» DOCUMENT EXCERPT:

It is about vectors.. But nobody could explain it..?

Consider a complex number (z=x+yj) in the "complex plane" to be a vector. The vertices of a triangle A, B, and C are given by the complex numbers 1+j, 2-j, and -1 respectively. Find the point that is equidistant to A, B, and C.

It is about vectors.. But nobody could explain it..?
z=x+yj is (x,y) and the points (1,1) , (2,-1) and (-1,0) respectively.





Let the distance be called D.





D^2 = (x -1)^2 + (y - 1)^2 ..(1)





D^2 = (x -2)^2 + (y +1)^2 ....(2)





D^2 = (x +1)^2 + y ^2 ....(3)





3 equations and 3 unknowns... Solve it simulteneously and you are done.
Reply:Here's a shot in the dark from a rusty math major.

» ENTRIES:
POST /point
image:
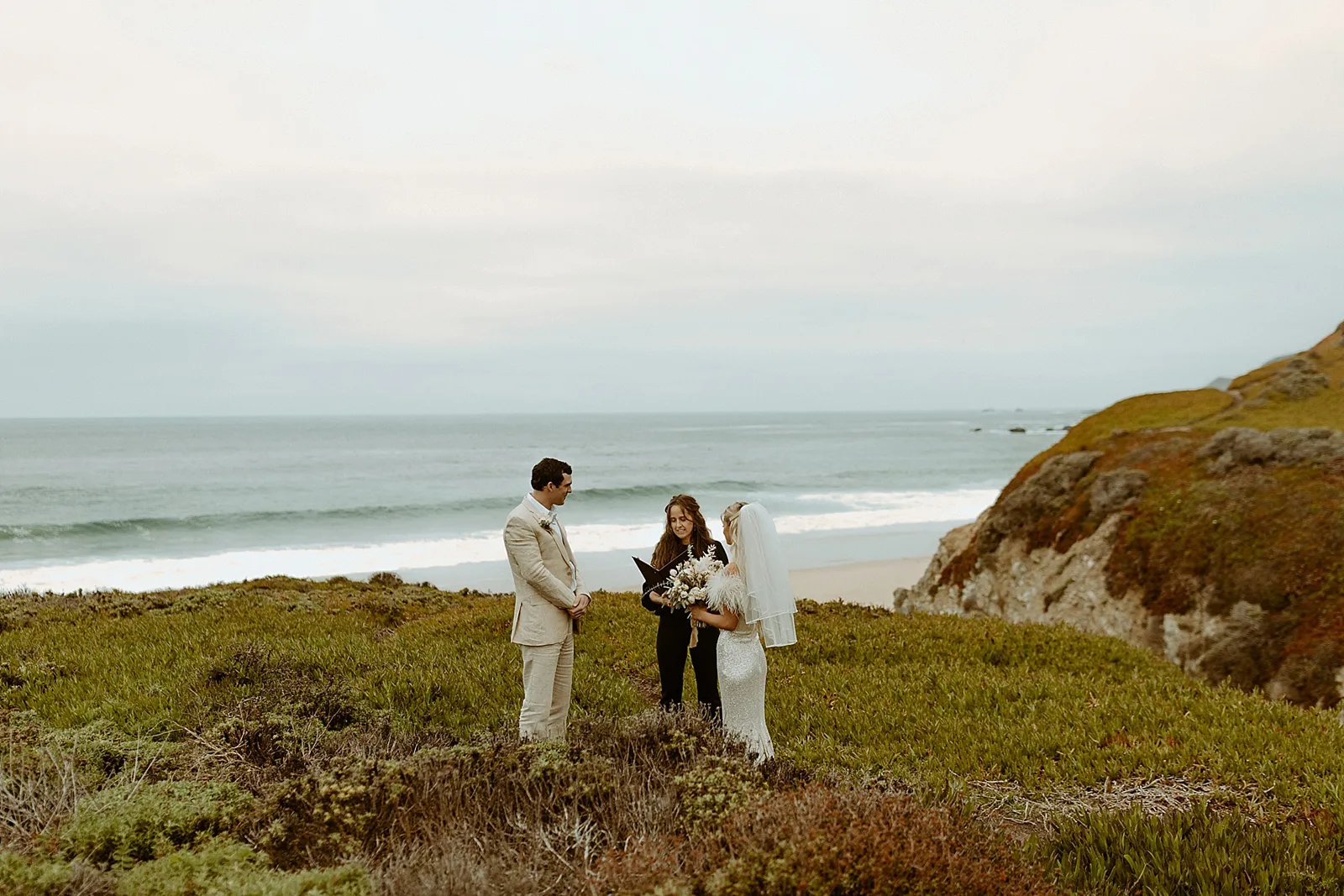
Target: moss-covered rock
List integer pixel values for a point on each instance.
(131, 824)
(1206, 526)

* * *

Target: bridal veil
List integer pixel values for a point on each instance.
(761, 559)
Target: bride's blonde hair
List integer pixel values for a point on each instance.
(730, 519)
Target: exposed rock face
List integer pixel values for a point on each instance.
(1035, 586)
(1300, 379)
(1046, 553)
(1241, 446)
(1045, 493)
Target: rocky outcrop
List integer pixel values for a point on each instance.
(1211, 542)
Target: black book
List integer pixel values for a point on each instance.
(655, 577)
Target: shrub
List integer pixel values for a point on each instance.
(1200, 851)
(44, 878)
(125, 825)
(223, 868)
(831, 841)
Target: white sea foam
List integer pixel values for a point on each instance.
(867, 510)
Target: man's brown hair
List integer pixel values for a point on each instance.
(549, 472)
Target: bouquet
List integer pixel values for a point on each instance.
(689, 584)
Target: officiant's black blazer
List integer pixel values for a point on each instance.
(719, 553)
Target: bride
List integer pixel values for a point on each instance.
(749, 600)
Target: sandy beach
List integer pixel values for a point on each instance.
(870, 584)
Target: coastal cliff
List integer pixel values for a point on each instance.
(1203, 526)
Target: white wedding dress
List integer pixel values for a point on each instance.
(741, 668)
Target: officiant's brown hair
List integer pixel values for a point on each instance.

» PROBLEM SET:
- A) For each statement below, indicate whether it agrees with the forum thread on the equidistant point above, answering yes or no and quoting the deciding words of the thread: (i) the vertex C is given by the complex number -1; (ii) the first reply treats z=x+yj as the point (x,y); (iii) the first reply sets up two equations in two unknowns.
- B) Carry on the forum thread on the point equidistant from A, B, and C, writing a few sentences that begin right after its final line.

» EXPECTED RESULTS:
- A)
(i) Yes: "The vertices of a triangle A, B, and C are given by the complex numbers 1+j, 2-j, and -1 respectively."
(ii) Yes: "z=x+yj is (x,y)"
(iii) No: "3 equations and 3 unknowns"

- B)
In the complex plane, the distance between two points is equal the the magnitude of the difference of those two points.





With that information, you can set up an general point X that is equidistant from all of the vertices.





You would end up with something like |A-X|=|B-X|=|C-X|





This should allow you to set up a system of linear equations with three equations and three unknowns, the distanct from the points, the real component of the point, and the imaginary component of the point.





Let me know if that works.